Do this
Count the lines of the material below that contain the string "woman", treating uppercase and lowercase as different. Give only the number.

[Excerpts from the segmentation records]
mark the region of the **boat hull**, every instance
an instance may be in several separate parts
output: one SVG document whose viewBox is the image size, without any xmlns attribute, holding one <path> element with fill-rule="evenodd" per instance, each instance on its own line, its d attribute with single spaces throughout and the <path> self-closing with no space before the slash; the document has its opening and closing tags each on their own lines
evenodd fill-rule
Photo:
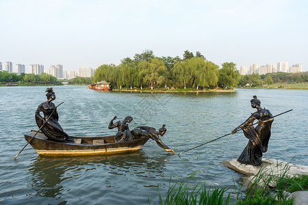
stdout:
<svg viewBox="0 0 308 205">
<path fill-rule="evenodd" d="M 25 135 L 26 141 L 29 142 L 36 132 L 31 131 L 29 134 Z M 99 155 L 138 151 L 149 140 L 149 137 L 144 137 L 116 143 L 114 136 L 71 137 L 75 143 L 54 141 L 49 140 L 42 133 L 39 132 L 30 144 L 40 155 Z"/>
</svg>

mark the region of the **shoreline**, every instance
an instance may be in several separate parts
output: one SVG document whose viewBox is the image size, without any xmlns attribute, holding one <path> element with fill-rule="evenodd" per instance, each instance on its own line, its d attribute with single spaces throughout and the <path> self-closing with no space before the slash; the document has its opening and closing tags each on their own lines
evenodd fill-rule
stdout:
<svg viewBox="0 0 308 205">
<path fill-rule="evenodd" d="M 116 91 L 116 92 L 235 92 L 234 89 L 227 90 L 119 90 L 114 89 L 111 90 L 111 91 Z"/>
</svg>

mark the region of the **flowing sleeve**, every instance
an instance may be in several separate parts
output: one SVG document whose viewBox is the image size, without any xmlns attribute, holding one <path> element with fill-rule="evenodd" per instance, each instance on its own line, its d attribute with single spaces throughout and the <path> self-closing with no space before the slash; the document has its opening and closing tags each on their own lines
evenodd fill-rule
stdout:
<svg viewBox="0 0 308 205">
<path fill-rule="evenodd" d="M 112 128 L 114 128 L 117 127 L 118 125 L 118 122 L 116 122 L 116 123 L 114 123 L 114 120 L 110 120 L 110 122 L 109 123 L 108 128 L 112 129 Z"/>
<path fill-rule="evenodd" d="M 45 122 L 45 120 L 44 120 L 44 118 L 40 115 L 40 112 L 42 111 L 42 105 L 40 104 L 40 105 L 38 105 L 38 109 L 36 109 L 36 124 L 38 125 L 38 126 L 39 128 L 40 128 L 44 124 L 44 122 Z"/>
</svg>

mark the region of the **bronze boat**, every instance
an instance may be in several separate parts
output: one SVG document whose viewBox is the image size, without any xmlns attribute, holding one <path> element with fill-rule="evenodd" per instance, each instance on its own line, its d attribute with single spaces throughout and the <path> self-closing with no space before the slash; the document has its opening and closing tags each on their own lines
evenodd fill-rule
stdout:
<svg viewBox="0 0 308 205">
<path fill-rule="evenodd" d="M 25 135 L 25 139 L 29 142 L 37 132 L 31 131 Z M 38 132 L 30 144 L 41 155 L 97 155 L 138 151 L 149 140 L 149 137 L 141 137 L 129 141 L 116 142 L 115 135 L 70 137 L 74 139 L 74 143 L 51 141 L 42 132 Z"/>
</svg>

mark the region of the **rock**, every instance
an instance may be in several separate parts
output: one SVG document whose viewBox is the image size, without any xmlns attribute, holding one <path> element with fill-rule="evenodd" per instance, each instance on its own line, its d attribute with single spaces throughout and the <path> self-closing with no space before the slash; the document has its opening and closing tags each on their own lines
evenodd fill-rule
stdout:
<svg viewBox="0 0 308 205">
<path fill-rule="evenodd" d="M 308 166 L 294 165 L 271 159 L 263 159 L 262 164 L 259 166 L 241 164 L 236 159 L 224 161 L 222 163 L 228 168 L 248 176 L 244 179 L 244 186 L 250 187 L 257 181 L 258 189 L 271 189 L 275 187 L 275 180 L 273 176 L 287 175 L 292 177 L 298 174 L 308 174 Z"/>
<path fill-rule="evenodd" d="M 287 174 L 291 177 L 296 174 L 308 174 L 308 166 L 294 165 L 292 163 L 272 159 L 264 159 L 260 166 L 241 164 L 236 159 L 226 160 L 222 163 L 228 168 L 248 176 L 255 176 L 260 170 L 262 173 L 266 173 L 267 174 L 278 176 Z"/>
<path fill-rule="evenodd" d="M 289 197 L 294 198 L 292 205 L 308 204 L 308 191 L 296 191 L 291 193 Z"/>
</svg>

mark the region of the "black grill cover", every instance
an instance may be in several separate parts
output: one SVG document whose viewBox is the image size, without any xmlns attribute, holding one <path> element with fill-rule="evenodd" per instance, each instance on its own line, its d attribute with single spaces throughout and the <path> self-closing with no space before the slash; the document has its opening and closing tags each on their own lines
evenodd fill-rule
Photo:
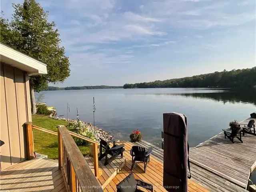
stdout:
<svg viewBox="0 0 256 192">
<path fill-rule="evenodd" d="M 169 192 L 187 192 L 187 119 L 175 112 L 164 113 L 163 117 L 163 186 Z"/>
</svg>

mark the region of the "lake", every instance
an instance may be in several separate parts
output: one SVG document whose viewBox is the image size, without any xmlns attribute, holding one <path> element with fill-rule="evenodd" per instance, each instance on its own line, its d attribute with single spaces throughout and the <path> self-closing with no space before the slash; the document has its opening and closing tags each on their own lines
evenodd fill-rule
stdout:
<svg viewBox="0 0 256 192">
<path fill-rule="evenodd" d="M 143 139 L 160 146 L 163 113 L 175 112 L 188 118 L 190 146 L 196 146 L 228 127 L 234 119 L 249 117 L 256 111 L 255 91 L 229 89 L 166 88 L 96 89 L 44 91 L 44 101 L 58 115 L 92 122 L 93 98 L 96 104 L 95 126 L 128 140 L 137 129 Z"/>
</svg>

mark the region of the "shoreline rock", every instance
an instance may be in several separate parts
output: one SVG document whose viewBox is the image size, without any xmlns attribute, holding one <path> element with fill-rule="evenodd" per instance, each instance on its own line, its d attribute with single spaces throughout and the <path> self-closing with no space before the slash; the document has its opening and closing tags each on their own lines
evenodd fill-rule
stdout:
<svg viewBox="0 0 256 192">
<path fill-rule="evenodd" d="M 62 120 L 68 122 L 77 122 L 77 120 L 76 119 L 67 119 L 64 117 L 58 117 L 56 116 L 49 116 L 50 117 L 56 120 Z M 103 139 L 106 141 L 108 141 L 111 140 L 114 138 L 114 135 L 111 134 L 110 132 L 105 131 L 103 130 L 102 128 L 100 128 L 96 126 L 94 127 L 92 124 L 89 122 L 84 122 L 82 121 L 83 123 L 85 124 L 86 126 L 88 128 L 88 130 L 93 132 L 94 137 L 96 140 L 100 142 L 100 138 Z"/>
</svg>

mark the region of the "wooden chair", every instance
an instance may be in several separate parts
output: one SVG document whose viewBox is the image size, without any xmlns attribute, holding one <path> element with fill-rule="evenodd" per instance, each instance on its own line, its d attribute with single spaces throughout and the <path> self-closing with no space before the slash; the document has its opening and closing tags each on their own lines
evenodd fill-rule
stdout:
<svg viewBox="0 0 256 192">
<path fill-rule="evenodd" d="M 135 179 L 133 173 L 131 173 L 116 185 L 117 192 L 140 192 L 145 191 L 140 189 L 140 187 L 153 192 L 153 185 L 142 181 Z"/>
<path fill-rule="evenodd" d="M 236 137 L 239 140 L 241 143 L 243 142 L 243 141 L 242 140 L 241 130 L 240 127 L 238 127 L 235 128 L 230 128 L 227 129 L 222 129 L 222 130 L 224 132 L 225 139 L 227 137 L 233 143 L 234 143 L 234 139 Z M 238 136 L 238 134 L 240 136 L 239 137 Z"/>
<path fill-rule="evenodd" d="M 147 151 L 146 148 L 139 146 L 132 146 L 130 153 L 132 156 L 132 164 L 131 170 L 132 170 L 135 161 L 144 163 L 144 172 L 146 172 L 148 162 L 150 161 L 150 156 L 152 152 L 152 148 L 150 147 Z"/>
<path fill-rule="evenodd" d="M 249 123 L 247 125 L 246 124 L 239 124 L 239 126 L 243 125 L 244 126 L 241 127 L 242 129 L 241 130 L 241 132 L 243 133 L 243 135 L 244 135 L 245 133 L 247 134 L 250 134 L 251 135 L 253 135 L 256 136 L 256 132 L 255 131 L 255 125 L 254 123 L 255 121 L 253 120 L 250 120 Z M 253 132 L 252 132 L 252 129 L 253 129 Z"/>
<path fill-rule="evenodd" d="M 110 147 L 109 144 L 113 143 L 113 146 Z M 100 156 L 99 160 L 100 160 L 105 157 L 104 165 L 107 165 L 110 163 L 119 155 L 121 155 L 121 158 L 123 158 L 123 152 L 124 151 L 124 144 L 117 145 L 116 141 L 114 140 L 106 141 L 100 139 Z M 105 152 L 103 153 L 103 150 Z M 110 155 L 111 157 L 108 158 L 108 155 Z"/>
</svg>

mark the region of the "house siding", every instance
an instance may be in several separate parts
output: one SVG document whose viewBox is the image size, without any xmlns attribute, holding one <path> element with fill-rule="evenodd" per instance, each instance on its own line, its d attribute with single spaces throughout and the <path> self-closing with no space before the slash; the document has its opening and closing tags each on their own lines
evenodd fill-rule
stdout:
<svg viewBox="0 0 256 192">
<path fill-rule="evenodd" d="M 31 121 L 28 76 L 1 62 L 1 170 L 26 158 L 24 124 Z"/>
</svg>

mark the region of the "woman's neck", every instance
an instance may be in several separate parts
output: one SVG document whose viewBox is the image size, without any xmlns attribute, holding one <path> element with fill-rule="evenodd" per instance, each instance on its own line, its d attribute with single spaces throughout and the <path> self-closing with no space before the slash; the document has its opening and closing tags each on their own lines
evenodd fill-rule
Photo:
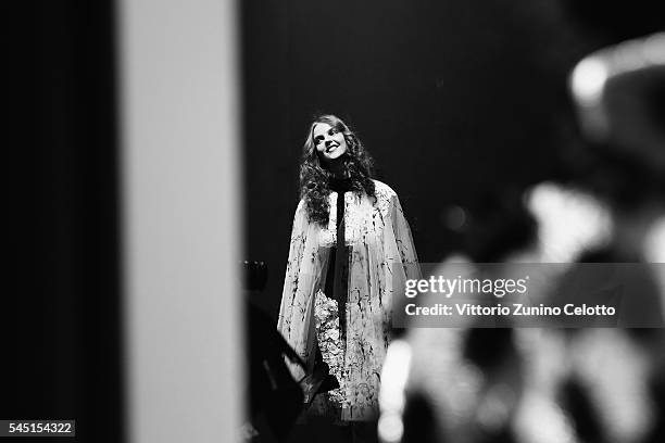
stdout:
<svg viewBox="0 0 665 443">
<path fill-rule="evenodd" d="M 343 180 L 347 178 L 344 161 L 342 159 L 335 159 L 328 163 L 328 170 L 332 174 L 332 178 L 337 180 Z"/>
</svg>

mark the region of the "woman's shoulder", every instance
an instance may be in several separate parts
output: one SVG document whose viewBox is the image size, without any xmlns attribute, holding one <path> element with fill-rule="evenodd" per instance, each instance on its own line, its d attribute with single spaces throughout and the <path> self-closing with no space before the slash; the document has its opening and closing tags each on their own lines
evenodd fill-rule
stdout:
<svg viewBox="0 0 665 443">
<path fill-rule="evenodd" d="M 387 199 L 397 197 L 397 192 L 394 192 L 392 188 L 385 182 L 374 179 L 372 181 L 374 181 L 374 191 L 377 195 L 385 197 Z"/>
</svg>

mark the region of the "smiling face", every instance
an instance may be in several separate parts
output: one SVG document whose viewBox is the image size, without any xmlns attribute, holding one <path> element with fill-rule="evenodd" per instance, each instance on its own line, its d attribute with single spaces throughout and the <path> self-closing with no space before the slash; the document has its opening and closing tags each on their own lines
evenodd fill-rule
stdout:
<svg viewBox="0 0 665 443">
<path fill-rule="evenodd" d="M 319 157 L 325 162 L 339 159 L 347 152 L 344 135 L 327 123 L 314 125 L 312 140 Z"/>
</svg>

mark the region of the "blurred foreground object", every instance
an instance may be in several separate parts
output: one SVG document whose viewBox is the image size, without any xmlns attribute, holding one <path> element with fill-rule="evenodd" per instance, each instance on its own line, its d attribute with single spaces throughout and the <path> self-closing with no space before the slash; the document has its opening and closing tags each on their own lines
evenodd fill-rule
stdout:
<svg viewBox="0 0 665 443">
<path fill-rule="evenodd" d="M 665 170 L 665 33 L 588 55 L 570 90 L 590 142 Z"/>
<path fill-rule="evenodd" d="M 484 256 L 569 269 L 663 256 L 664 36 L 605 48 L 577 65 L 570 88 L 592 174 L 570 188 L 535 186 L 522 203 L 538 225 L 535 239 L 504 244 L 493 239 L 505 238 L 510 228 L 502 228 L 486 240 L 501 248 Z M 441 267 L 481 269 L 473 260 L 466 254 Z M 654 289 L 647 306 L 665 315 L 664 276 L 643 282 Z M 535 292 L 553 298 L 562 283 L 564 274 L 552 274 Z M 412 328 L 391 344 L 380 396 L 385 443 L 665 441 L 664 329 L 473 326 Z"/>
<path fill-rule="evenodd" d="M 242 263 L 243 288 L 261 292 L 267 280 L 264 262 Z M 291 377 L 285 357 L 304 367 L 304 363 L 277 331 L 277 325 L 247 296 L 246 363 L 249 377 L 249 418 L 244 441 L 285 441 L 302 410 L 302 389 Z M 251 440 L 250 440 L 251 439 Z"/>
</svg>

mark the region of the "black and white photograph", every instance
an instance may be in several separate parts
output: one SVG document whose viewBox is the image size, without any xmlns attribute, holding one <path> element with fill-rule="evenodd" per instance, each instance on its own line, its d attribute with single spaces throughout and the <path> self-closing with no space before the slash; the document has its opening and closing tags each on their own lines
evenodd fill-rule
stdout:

Solution for this problem
2